» WHAT TO DO
Copy out every line of the material below verbatim, changing nothing.
+++ DATA FOR PROCESSING
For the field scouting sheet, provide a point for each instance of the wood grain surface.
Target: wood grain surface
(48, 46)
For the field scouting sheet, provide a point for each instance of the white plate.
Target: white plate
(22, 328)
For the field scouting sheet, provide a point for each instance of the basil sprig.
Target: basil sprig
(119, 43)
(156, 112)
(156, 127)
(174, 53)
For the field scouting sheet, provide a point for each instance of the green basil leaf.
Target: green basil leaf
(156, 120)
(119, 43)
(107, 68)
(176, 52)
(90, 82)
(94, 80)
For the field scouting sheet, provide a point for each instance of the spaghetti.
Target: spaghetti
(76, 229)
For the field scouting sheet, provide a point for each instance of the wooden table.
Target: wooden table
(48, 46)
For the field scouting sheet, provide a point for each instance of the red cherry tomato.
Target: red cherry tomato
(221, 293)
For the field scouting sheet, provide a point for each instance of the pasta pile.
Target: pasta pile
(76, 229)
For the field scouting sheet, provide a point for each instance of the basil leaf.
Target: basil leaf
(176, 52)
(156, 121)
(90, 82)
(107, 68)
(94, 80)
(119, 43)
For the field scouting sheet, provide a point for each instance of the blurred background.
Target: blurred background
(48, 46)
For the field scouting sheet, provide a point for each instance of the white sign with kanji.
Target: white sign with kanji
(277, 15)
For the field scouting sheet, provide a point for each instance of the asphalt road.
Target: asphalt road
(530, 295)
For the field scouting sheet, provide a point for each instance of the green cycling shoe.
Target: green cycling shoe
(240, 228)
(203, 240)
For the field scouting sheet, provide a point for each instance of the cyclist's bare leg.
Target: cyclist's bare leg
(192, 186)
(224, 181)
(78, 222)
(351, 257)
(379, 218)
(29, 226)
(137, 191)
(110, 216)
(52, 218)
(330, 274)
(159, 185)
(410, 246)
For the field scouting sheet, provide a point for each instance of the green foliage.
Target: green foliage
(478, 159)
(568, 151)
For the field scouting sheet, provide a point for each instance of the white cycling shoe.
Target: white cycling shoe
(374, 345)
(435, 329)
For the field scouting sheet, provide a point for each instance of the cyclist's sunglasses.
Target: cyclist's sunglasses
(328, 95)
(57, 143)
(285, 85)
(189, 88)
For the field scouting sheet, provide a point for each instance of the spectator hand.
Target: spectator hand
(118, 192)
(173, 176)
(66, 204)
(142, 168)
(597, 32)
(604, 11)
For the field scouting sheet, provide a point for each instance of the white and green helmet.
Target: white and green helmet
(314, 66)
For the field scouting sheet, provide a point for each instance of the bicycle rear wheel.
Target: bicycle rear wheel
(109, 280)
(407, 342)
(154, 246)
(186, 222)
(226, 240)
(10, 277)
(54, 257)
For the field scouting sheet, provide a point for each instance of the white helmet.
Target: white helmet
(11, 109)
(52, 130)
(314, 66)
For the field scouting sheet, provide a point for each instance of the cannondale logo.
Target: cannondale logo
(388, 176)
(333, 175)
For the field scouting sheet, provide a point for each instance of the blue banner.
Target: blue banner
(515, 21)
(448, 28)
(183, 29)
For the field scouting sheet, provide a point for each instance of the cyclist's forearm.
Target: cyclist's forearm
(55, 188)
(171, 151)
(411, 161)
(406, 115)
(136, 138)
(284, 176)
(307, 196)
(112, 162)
++++++
» COMPLETE RESPONSE
For the field scouting sheet, provide a point for each instance of the wood grain surface.
Target: wood grain surface
(48, 46)
For the field scouting sheet, provide a point for each instance of the white plate.
Target: white plate
(22, 328)
For the field scouting sheet, provide a point for each instance of the basil sprig.
Target: basil sprig
(119, 43)
(156, 112)
(156, 127)
(174, 53)
For the field scouting sheet, provide a point for each instance of the green basil leaf.
Target: green basil leaf
(156, 120)
(119, 43)
(107, 68)
(176, 52)
(90, 82)
(94, 80)
For the field scouting sheet, provide a point for each instance of the spaghetti.
Target: spaghetti
(76, 229)
For the field scouting sheet, provide a point for each instance of the wooden table.
Target: wooden table
(48, 46)
For the field scouting sheet, provide a point for each instance of the red cherry tomato.
Target: red cherry tomato
(221, 293)
For the field scouting sheet, provide a point for each instance of the pasta pile.
Target: pasta pile
(76, 229)
For the field scouting sheet, provide a point for each instance of the basil leaf.
Target: basil leaf
(176, 52)
(156, 121)
(90, 82)
(107, 68)
(94, 80)
(119, 43)
For the field scouting sheet, provide a point for each instance of the blurred background.
Target: blurred background
(48, 46)
For the field scouting sheet, provide a point for each instance of the white sign with kanji.
Target: white sign with kanji
(277, 15)
For the field scouting sheet, provide a point for each instance of the asphalt road.
Target: asphalt road
(530, 295)
For the field scouting sheet, provide a point for each instance of the green cycling shoe.
Target: green cycling shoe
(240, 228)
(203, 240)
For the field scouting sheet, provide a point for each instance of the cyclist's bare leg.
Target: cyclist's bare leg
(192, 186)
(224, 181)
(78, 222)
(351, 257)
(379, 218)
(29, 226)
(137, 191)
(110, 216)
(52, 218)
(330, 274)
(159, 185)
(410, 246)
For the field scouting sheet, provide a point for each instance of the green foliage.
Target: green foliage
(478, 159)
(568, 151)
For the field scouting sheet, provide a point for each instance of the white cycling shoe.
Target: white cycling shoe
(374, 345)
(435, 329)
For the field scouting sheet, provide a point for each instance of the cyclist's sunglasses.
Target: cyclist's sunglasses
(328, 95)
(57, 143)
(285, 85)
(189, 88)
For the field scouting sheet, provide a point for each instance of the spectator hand.
Target: spectator hand
(118, 192)
(173, 176)
(66, 204)
(142, 168)
(597, 32)
(604, 11)
For the field scouting sheet, provide a point for each instance of the white and green helmet.
Target: white and green helmet
(314, 66)
For the field scouting sheet, provide a point for each instance of the bicycle rear wheel.
Target: bicycle rear wheel
(109, 280)
(407, 342)
(154, 246)
(186, 222)
(226, 240)
(10, 277)
(54, 257)
For the field scouting sheet, provide a point for each instance of the white helmet.
Target: white helmet
(11, 109)
(52, 130)
(314, 66)
For the field scouting sheet, provide a point for each instance of the cannondale logo.
Target: cannondale logo
(388, 176)
(333, 175)
For the field scouting sheet, provide a point for each instance of the blue banner.
Target: blue banner
(515, 21)
(448, 28)
(183, 29)
For the field scouting sheet, provide a point for each instance of the cyclist's forearm.
Target: cyclist's forearm
(55, 188)
(171, 151)
(411, 161)
(406, 115)
(136, 138)
(284, 176)
(307, 196)
(112, 162)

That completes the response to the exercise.